## Instructions
1. In the canine-reduction abstract, rewrite the part that opens with the words containing "HALSZKA GLOWACKA, GARY" and closes with "is phylogenetically informative.", replacing "honing" with "shearing".
2. Carry on the abstract about canine reduction in the earliest hominins from the point where it stops.

## Quoted passage
====================
The 81st Annual Meeting of the American Association of Physical Anthropologists (2012)


The role of canine reduction in diagnosing the earliest hominins: lessons from a Miocene ape

HALSZKA GLOWACKA, GARY T. SCHWARTZ and WILLIAM H. KIMBEL.

Institute of Human Origins, School of Human Evolution and Social Change, Arizona State University, Tempe, AZ

Thursday 2:30-2:45, Broadway III/IV Add to calendar

Ardipithecus ramidus was diagnosed as a hominin largely based on changes to its C/P3 honing complex. These consisted of maxillary canine crown height reduction, an alteration in the morphology of the maxillary canine and mandibular P3, a decrease in sexual dimorphism of the maxillary canine, and a loss of honing. This diagnosis has been questioned given the apparent parallel evolution of canine crown height reduction in several late Miocene Eurasian hominoid taxa. The aim of this study was to evaluate whether the reduced maxillary canines possessed by Oreopithecus bambolii undermine the assertion that canine reduction in Ar. ramidus is phylogenetically informative.

We used phylogenetic comparative methods to determine whether or not O. bambolii possessed maxillary canines that are shorter than expected for a catarrhine of its estimated body mass. Canine reduction was also assessed in Ar. ramidus, Australopithecus afarensis, and Au. anamensis.
====================
## Information
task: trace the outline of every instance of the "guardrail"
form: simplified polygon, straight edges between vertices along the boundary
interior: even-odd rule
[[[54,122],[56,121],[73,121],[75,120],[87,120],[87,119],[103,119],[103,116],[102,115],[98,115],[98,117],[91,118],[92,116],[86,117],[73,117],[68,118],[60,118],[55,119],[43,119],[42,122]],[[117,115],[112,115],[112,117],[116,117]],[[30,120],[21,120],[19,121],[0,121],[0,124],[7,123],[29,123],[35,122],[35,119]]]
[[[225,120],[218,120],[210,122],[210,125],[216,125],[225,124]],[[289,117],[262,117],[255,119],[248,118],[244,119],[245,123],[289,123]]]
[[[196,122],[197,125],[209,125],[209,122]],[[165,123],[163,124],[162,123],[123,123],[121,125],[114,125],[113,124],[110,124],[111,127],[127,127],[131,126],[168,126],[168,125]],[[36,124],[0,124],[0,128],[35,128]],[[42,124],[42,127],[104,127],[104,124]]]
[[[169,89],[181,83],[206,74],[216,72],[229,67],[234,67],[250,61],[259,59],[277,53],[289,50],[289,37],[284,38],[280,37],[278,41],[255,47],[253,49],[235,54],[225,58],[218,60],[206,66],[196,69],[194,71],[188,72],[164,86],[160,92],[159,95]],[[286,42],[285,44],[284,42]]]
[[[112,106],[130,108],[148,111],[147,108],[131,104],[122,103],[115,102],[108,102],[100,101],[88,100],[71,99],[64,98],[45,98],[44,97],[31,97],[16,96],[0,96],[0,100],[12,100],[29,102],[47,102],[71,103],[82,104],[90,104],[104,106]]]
====================
## List of answers
1.
HALSZKA GLOWACKA, GARY T. SCHWARTZ and WILLIAM H. KIMBEL.

Institute of Human Origins, School of Human Evolution and Social Change, Arizona State University, Tempe, AZ

Thursday 2:30-2:45, Broadway III/IV Add to calendar

Ardipithecus ramidus was diagnosed as a hominin largely based on changes to its C/P3 shearing complex. These consisted of maxillary canine crown height reduction, an alteration in the morphology of the maxillary canine and mandibular P3, a decrease in sexual dimorphism of the maxillary canine, and a loss of shearing. This diagnosis has been questioned given the apparent parallel evolution of canine crown height reduction in several late Miocene Eurasian hominoid taxa. The aim of this study was to evaluate whether the reduced maxillary canines possessed by Oreopithecus bambolii undermine the assertion that canine reduction in Ar. ramidus is phylogenetically informative.

2.
The canines of all three hominins were found to be shorter than expected for estimated body mass. The maxillary canines of O. bambolii are not shorter than expected for a catarrhine of its estimated body mass. This taxon retained substantial canine sexual size dimorphism, lacked the morphological changes to the maxillary canine observed in hominins, and retained a honing mechanism. Our results imply that the canine reduction present in O. bambolii was not homologous to that of the hominins. Based on these findings we suggest that canine size reduction is a character that may continue to be used to attribute taxa to the hominin clade.

Research supported by an Institute of Human Origins Graduate Fellowship to HG.